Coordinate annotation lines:
******************************
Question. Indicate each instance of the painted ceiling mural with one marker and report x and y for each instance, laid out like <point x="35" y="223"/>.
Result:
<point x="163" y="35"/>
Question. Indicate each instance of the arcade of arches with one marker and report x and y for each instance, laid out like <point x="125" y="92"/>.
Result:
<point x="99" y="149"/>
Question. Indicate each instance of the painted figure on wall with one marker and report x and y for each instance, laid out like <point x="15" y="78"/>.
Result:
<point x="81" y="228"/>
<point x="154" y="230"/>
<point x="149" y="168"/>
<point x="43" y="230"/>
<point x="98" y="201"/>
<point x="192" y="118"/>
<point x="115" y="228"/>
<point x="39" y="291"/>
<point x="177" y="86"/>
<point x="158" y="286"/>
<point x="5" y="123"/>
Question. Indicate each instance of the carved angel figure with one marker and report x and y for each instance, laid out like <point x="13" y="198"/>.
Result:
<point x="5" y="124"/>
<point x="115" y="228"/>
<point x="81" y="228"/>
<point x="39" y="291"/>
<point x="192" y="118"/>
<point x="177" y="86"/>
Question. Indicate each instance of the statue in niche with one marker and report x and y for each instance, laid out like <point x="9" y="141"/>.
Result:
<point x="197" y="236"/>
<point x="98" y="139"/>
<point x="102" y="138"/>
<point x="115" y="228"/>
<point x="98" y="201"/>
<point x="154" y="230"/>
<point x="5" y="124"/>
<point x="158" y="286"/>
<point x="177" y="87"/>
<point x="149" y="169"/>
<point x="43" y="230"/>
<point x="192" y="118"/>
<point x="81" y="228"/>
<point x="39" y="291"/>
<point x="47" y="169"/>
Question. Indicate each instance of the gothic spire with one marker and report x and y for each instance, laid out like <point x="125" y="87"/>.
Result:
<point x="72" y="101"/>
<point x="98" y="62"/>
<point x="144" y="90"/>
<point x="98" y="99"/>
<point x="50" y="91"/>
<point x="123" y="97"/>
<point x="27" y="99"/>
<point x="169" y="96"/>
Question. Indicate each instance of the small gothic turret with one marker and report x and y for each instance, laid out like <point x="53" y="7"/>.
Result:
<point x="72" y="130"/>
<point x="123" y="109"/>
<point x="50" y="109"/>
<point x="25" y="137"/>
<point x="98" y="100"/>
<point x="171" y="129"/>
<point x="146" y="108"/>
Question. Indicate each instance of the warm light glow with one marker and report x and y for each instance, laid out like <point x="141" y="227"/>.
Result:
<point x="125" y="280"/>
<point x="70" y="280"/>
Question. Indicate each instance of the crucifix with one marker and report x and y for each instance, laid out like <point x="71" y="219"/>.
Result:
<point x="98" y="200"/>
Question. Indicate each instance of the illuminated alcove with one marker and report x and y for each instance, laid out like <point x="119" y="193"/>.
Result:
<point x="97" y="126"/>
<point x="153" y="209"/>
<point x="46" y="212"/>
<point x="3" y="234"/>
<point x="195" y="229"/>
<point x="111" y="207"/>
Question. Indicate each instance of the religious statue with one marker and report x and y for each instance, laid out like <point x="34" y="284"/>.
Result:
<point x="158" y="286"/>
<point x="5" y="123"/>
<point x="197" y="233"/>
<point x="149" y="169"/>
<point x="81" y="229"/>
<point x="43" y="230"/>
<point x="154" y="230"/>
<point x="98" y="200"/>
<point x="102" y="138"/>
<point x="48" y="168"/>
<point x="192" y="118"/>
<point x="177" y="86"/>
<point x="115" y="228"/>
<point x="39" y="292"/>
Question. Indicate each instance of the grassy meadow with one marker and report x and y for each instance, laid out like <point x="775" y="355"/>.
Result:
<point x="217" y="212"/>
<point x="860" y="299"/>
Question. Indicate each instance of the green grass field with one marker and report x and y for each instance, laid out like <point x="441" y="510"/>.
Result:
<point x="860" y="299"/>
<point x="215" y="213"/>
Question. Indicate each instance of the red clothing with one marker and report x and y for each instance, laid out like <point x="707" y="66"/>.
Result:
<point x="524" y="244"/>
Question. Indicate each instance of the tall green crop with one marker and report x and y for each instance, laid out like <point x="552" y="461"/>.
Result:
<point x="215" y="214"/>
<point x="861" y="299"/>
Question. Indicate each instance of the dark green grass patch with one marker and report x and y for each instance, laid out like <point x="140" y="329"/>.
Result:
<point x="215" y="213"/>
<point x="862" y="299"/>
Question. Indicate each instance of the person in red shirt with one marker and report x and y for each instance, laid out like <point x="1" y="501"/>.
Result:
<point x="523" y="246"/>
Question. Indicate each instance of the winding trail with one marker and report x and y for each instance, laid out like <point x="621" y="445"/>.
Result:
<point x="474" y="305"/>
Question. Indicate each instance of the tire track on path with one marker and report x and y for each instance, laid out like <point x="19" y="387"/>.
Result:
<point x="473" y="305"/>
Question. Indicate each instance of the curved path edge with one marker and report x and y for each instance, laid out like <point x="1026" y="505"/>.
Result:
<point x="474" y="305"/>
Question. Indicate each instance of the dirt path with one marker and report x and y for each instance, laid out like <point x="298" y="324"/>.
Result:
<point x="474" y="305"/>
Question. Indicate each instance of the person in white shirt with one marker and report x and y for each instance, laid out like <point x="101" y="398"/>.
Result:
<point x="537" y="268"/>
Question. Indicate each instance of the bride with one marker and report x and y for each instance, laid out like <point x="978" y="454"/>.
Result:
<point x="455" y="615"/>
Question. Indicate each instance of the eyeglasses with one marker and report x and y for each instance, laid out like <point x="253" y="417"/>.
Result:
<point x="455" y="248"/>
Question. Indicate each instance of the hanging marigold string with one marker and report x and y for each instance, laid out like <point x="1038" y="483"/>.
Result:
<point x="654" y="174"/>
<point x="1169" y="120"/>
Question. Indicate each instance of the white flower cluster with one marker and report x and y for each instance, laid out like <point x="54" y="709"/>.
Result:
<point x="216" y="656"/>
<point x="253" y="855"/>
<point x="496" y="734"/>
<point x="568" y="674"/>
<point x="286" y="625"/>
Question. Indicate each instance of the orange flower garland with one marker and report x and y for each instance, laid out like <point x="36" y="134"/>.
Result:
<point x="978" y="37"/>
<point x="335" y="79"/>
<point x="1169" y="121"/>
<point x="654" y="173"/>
******************************
Please reproduce all of the lines above exactly, without any changes.

SOLVED EXERCISE
Question. Indicate each instance of the painted ceiling mural with one marker and report x and y for each instance, laid out like <point x="35" y="223"/>.
Result:
<point x="163" y="35"/>
Question. Indicate each instance of the arcade of arches with one marker and report x and y for each instance, laid out like <point x="125" y="92"/>.
Result:
<point x="99" y="149"/>
Question. Indicate each instance of the painted figure on wall with one marker and report x and y for each instance, laid out like <point x="15" y="78"/>.
Result:
<point x="81" y="228"/>
<point x="154" y="230"/>
<point x="149" y="168"/>
<point x="43" y="230"/>
<point x="98" y="201"/>
<point x="192" y="118"/>
<point x="115" y="228"/>
<point x="39" y="291"/>
<point x="177" y="86"/>
<point x="158" y="286"/>
<point x="5" y="123"/>
Question. Indicate each instance of the carved angel figure with one marker and report x and y for each instance, laid out like <point x="13" y="198"/>.
Result:
<point x="5" y="124"/>
<point x="115" y="228"/>
<point x="81" y="228"/>
<point x="39" y="291"/>
<point x="192" y="118"/>
<point x="177" y="86"/>
Question. Indicate each instance of the statue in niche with one marker and report x and y for each instance, laid out like <point x="9" y="141"/>.
Result:
<point x="197" y="236"/>
<point x="98" y="139"/>
<point x="102" y="138"/>
<point x="115" y="228"/>
<point x="98" y="201"/>
<point x="154" y="230"/>
<point x="5" y="124"/>
<point x="158" y="286"/>
<point x="177" y="87"/>
<point x="149" y="169"/>
<point x="43" y="230"/>
<point x="192" y="118"/>
<point x="81" y="228"/>
<point x="39" y="291"/>
<point x="47" y="169"/>
Question. Indicate each instance of the gothic spire with one marker and report x and y for each instance, laid out like <point x="125" y="87"/>.
Result:
<point x="72" y="101"/>
<point x="98" y="62"/>
<point x="144" y="90"/>
<point x="98" y="99"/>
<point x="50" y="91"/>
<point x="123" y="97"/>
<point x="27" y="99"/>
<point x="169" y="96"/>
Question. Indicate each instance of the small gothic turret with one marker and report x and y for each instance, laid out like <point x="53" y="7"/>.
Result:
<point x="72" y="130"/>
<point x="123" y="109"/>
<point x="50" y="109"/>
<point x="25" y="137"/>
<point x="98" y="100"/>
<point x="171" y="129"/>
<point x="146" y="108"/>
Question. Indicate each instance of the warm light glow with one marker and report x and y for each instance, laid out like <point x="141" y="227"/>.
Result:
<point x="125" y="280"/>
<point x="70" y="280"/>
Question. Indicate each instance of the crucifix with one marker and report x and y for each instance, laid out like <point x="71" y="219"/>.
Result:
<point x="98" y="200"/>
Question. Indicate each instance of the illuminated alcove with one marker and report x and y for each instance, laid out like <point x="119" y="193"/>.
Result:
<point x="97" y="126"/>
<point x="153" y="209"/>
<point x="46" y="212"/>
<point x="3" y="234"/>
<point x="195" y="229"/>
<point x="111" y="207"/>
Question. Indicate each instance of the religious statue with one marker and report x and y for each instance, laid out like <point x="34" y="284"/>.
Result:
<point x="158" y="286"/>
<point x="5" y="123"/>
<point x="197" y="233"/>
<point x="149" y="169"/>
<point x="81" y="229"/>
<point x="43" y="230"/>
<point x="154" y="230"/>
<point x="98" y="200"/>
<point x="102" y="138"/>
<point x="48" y="168"/>
<point x="192" y="118"/>
<point x="177" y="86"/>
<point x="115" y="228"/>
<point x="39" y="292"/>
Question. Indicate each instance of the grassy meadow with one marker and report x and y for each instance, laid out like <point x="775" y="355"/>.
Result:
<point x="217" y="212"/>
<point x="860" y="299"/>
Question. Indicate each instance of the green grass field with one marker and report x and y for each instance, laid out like <point x="441" y="510"/>.
Result:
<point x="860" y="299"/>
<point x="215" y="213"/>
Question. Indicate each instance of the red clothing with one marker and report x and y for each instance, laid out like <point x="707" y="66"/>.
Result:
<point x="524" y="244"/>
Question. Indicate each instance of the tall green crop with one marker and report x and y for each instance, laid out like <point x="552" y="461"/>.
Result:
<point x="215" y="214"/>
<point x="861" y="299"/>
Question. Indicate each instance of the dark green grass patch with one marker and report x and y for each instance, laid out like <point x="140" y="329"/>.
Result:
<point x="215" y="213"/>
<point x="862" y="299"/>
Question. Indicate each instance of the person in red shirt with one marker and report x and y for each instance, laid out like <point x="1" y="501"/>.
Result:
<point x="523" y="246"/>
Question. Indicate each instance of the winding trail with one marker and report x and y for each instance, laid out like <point x="621" y="445"/>.
Result:
<point x="474" y="305"/>
Question. Indicate each instance of the tire track on path with one marker and report x and y for each instance, laid out like <point x="19" y="387"/>.
Result:
<point x="473" y="305"/>
Question. Indicate each instance of the curved path edge with one marker and report x and y for each instance, laid out like <point x="1026" y="505"/>.
Result:
<point x="474" y="305"/>
Question. Indicate each instance of the dirt path with one marker and report x and y for each instance, laid out like <point x="298" y="324"/>.
Result:
<point x="474" y="305"/>
Question. Indicate each instance of the person in white shirt with one marker and report x and y for each instance, laid out like <point x="101" y="398"/>.
Result:
<point x="537" y="268"/>
Question. Indicate each instance of the bride with one marker and report x and y for each instance, laid out like <point x="978" y="454"/>.
Result:
<point x="455" y="615"/>
Question. Indicate each instance of the eyeglasses with one marker and report x and y for each instance, laid out like <point x="253" y="417"/>.
Result:
<point x="455" y="248"/>
Question. Indicate each instance of the hanging marigold string with one marker and report x and y for each instance, laid out like <point x="1038" y="483"/>.
Result:
<point x="654" y="174"/>
<point x="1169" y="120"/>
Question. Indicate each instance of the white flower cluster with one marker and report x and y for each instance, laid out like <point x="54" y="709"/>.
Result:
<point x="216" y="656"/>
<point x="253" y="855"/>
<point x="496" y="734"/>
<point x="568" y="674"/>
<point x="286" y="625"/>
Question. Indicate each instance of the orange flower garland with one marker and report x and y for each instance, laid out like <point x="36" y="134"/>.
Result:
<point x="978" y="37"/>
<point x="335" y="79"/>
<point x="1169" y="121"/>
<point x="654" y="173"/>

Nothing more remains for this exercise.